*Exercise instructions*. Retype, word for word, the part of the entries below that opens with the line containing "Dataset curation — object class: green" and closes with the line containing "[276,170,307,238]", including both of those lines.
*** Source records
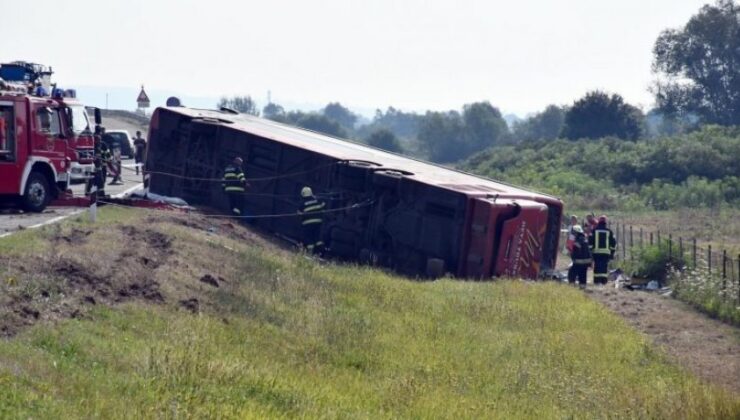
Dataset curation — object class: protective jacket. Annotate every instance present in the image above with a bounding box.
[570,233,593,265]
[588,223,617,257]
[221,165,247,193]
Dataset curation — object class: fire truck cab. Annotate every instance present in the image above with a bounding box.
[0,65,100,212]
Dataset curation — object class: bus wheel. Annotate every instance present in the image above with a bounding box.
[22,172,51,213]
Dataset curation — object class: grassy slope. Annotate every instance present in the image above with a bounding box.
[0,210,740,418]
******
*** Source records
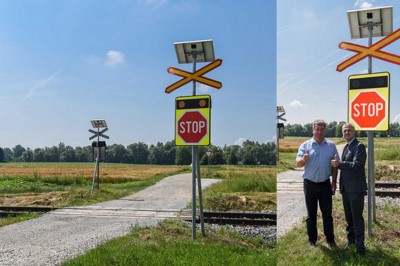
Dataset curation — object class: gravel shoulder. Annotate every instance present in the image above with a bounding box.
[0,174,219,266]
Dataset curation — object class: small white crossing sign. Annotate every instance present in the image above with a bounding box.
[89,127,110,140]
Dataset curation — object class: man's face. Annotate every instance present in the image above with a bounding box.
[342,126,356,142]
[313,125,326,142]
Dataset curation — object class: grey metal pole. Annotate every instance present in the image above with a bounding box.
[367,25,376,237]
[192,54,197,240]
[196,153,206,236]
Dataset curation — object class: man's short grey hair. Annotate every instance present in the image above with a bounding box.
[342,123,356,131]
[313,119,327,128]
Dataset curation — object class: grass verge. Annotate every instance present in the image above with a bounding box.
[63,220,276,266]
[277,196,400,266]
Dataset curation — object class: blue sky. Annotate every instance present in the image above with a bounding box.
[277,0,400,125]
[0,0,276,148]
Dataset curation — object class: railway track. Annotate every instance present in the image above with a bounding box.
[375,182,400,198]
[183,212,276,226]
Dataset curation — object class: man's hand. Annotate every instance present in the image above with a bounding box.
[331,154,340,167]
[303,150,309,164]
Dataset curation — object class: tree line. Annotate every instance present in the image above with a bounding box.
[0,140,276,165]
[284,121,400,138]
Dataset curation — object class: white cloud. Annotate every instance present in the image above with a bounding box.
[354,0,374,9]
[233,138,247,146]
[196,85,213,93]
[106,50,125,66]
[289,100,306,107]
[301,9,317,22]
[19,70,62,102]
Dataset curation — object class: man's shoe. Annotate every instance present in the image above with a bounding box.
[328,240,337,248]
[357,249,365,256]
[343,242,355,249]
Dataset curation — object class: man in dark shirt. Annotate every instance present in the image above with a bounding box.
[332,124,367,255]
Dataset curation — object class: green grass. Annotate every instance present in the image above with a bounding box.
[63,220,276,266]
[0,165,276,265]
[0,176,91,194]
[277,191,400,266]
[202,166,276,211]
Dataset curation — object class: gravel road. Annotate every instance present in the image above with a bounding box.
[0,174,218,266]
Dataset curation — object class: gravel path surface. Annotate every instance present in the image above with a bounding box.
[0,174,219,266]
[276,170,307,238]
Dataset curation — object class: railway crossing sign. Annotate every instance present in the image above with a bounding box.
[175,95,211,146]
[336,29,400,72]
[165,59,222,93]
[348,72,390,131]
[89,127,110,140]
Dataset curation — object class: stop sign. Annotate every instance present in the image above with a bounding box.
******
*** Source records
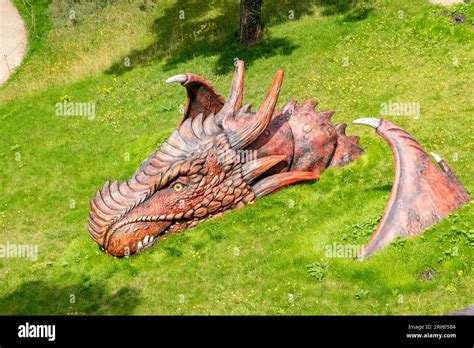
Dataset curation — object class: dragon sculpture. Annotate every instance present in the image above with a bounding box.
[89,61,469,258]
******
*Reply*.
Dataset curation — object class: green grass. Annotate every instance present in the image above with a bounding box.
[63,220,276,266]
[0,165,276,265]
[0,176,91,194]
[277,191,400,266]
[202,166,276,211]
Dataset curation — object class: gravel road. Annotate every instance present in the image above with a bounding box.
[0,174,218,266]
Dataset curation — object class: gravel path surface. Annotate every instance present in the image above with a bounding box.
[0,174,219,266]
[276,170,307,238]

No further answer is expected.